- [Document extract]
-*-
Demographics and comorbidities were collected through medical record review at study enrollment, and yearly follow-up was conducted for events and vital status through 2020. These data were supplemented with electronic health records, including International Classification of Diseases, Ninth Revision (ICD-9) and Tenth Revision (ICD-10) codes between January 1st, 2001 and August 31st, 2020 and accessed for research purposes 01/11/2020. Patients with a diagnosis of hematologic malignancy prior to or within 6 months of study enrollment were excluded for this study (n = 99, S1 Table in S2 File, “Prevalent Hematologic Malignancy” phenotype).
Whole exome sequencing and somatic variant calling
WES was performed by Regeneron Genetics on DNA extracted from EDTA whole blood using the HiSeq 2500 platform (Illumina, San Diego, California). Following genomic sequence alignment and quality control, the resultant BAM files were used for somatic variant calling using the GATK [24] Mutect2 pipeline on the Terra platform [25,26]. A panel of normals (PON) created from 40 young, healthy participants, free from obstructive CAD, HF, hypertension or diabetes was used to eliminate sequencing artifacts. Functional annotation was performed for identified somatic variants and output into a variant call format (VCF) file. VCF files were parsed to regions of interest in 68 previously described CHIP genes and filtered to specific single-nucleotide variants (SNVs) and indels (S2 Table in S2 File).
Based on prior authoritative literature and consensus, CHIP was defined as presence of a variant at a VAF ≥ 2% and large CHIP clones at a VAF > 10% [27]. An experienced hematopathologist performed manual curation and review to refine the final variant call set. Additional details on sequencing and variant calling details can be found in the Supplemental Methods in S1 File. After WES quality control, 8469 participants had high quality somatic variant calls and were included for analyses. For participants with variants in multiple CHIP genes identified, analyses are categorized by the largest CHIP clone.
Clinical data and outcomes
Baseline cardiometabolic comorbidities were assessed by the enrolling physician and medical record review. Obesity was defined as BMI ≥ 30 kg/m2. Prevalent CAD was defined as a prior history of MI, coronary artery bypass surgery, coronary percutaneous intervention, or cardiac catheterization with the presence of more than one major epicardial coronary vessel with 50−74% stenosis or one vessel with ≥75% stenosis. Prevalent CAD, HF and AF diagnoses were supplemented by ICD-9 and ICD-10 codes within six months or prior to index catheterization. All-cause mortality was determined using the Social Security Death Index (SSDI), National Death Index (NDI) and follow-up calls through the Duke Information System for Cardiovascular Care; cause of death was available on a subset of participants. ICD-9 and ICD-10 codes for emergency room visits or hospitalizations between 2001 and 2020 were used to define incident outcomes: MI and HF hospitalization (S1 Table in S2 File, “Myocardial Infarction” and “Heart Failure/ Cardiomyopathy” phenotype, respectively). Subjects with a HF outcome within 30 days of their enrollment catheterization were excluded to avoid new diagnoses of acute HF secondary to MI [28]. Incident AF was defined by ICD-9 or ICD-10 codes (S1 Table in S2 File, “Atrial Fibrillation” phenotype).
-*-
- [Task item]
Continue the methods section above on clonal hematopoiesis and cardiovascular outcomes, picking up after its final sentence.
-*-
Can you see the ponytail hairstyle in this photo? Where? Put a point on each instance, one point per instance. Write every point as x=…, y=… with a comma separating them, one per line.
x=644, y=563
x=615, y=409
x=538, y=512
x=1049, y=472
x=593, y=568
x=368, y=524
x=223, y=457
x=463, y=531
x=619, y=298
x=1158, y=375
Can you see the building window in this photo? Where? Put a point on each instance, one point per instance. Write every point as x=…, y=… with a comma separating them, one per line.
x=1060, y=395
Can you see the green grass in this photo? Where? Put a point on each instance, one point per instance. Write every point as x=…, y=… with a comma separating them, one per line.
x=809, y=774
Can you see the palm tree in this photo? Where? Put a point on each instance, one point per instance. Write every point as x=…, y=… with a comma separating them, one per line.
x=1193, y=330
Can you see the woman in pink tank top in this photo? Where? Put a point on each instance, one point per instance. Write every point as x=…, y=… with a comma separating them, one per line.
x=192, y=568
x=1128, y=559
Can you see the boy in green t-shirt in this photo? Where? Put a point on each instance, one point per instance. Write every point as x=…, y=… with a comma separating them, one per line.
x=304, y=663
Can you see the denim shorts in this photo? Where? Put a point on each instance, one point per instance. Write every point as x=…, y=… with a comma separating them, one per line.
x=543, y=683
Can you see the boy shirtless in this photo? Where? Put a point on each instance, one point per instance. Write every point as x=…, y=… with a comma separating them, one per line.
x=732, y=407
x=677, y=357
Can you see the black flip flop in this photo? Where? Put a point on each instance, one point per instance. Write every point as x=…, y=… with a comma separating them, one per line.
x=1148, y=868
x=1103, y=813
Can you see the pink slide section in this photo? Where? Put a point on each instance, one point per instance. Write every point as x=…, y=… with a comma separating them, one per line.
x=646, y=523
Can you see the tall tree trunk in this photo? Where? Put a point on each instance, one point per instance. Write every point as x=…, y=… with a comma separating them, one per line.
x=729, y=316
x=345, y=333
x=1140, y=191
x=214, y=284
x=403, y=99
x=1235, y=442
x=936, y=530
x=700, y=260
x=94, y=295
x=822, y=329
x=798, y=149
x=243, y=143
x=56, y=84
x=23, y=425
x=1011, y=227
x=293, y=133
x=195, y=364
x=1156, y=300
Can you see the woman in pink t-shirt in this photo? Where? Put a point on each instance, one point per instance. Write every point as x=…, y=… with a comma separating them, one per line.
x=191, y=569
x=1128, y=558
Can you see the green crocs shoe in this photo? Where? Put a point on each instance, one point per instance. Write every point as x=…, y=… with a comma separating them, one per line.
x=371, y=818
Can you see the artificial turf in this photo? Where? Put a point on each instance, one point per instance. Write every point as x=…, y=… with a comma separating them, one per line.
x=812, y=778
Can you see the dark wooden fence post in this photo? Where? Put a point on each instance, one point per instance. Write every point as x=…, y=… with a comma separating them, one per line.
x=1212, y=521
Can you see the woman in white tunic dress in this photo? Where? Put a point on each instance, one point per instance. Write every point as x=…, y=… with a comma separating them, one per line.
-*-
- [Response to the task]
GRACE score
Although not all CATHGEN participants presented with acute coronary syndrome, given the high prevalence of baseline CAD (64.6%) in a cardiac catheterization cohort we used the Global Registry of Acute Coronary Events (GRACE) score to determine the prognostic significance of CHIP for overall mortality prediction in addition to a validated clinical score [29] (Supplemental Methods in S1 File).
Statistical analyses
A summary of the analytic approach is shown in S3 Table in S2 File. Associations of age with CHIP and clone size were tested using two sample t-test. Associations of CHIP, large CHIP and specific CHIP genes and obesity were tested using logistic regression in univariate and multivariate models. Across all multivariate analyses the basic covariates adjusted for were: age, genetic ancestry, sex, smoking. Sensitivity models for obesity included adjustment for the non-cardiac Charlson Comorbidity Index (CCI) as a marker of frailty (Supplemental Methods in S1 File).
The primary analyses were for the association of CHIP and obesity as a key cardiometabolic risk factor. Additional exploratory analyses for prevalent disease including CAD, HF and AF were further adjusted for diabetes, BMI, hypertension and hyperlipidemia. Sensitivity models for prevalent CAD included statin therapy (available in 61.2% of participants). HF and AF models were additionally adjusted for prevalent CAD and history of malignancy given the known associations of chemotherapy exposure with both CHIP and cardiomyopathy [28], and AF was also adjusted for prevalent HF. Stratified sensitivity analyses tested the association between HF phenotypes and CHIP: HFpEF (LVEF≥50%) and HF with mildly reduced or reduced ejection fraction (HFrEF, LVEF<50%) using ANOVA and chi-square tests to test CHIP proportions in these groups compared to participants without HF [30]. These HF phenotype sensitivity analyses excluded participants with a history of congenital heart disease, valvular disease, heart transplant or end-stage renal disease requiring dialysis.
Associations of CHIP and time-to-overall mortality were tested using Cox proportional hazard models and compared to the GRACE score. Fine-Gray competing risk regression models were used to test associations for incident outcomes with overall mortality as a competing risk: composite of MI or CV death, HF hospitalization and AF. Incident outcome analyses were adjusted for the same covariates as above including prevalent CAD, HF and AF. Given the long length of follow-up sensitivity analyses also truncated follow-up duration at ten years.
For each clinical outcome of interest, analyses were performed to test associations with the presence of any CHIP variant and large CHIP (VAF > 10%). To determine gene-specific risk, the most frequently mutated CHIP genes: DNMT3A, TET2, ASXL1 and non-DNMT3A CHIP were also tested, requiring a minimum of ten cases or events for gene level analyses. Findings for overall CHIP with obesity and incident MI and CV death were considered the primary analysis and therefore significance was considered at p < 0.05 without adjustments for multiple comparisons and accordingly analyses for other outcomes and subgroups of gene types should be considered exploratory. Analyses were performed in R version 4.4.2.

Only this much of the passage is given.